Raw records
──────
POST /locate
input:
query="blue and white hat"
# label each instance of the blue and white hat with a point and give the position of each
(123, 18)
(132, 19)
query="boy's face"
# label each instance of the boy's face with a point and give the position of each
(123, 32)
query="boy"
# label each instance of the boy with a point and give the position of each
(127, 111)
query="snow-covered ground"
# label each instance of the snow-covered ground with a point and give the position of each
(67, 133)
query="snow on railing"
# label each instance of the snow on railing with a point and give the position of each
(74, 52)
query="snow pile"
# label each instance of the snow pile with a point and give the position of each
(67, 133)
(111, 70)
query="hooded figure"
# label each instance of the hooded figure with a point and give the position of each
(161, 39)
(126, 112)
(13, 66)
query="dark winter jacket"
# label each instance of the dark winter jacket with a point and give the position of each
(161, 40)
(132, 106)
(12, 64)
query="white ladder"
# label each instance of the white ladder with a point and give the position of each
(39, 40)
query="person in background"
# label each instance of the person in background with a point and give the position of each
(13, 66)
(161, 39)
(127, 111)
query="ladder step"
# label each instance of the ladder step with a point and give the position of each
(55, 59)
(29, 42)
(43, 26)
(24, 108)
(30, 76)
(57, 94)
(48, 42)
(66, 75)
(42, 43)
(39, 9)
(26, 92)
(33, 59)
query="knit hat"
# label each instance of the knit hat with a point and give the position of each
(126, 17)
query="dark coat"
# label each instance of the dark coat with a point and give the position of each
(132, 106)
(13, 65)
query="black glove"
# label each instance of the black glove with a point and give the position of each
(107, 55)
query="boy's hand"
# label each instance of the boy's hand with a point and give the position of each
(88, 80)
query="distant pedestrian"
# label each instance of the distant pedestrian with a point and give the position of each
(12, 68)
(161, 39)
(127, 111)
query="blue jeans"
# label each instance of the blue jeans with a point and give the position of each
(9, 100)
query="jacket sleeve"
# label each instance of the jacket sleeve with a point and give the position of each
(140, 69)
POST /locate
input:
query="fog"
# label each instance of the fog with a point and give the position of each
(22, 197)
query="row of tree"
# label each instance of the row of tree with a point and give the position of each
──────
WRITTEN EXERCISE:
Which lines of the records above contain the string "snow"? Case counts. Gather every such line and copy it out in full.

OUTPUT:
query="snow-covered ground"
# label each instance of the snow-covered ground with a point and give the position of each
query="snow on railing"
# label each instance of the snow on railing with a point and give the position of each
query="snow pile"
# label each instance of the snow pile with a point and give the position of each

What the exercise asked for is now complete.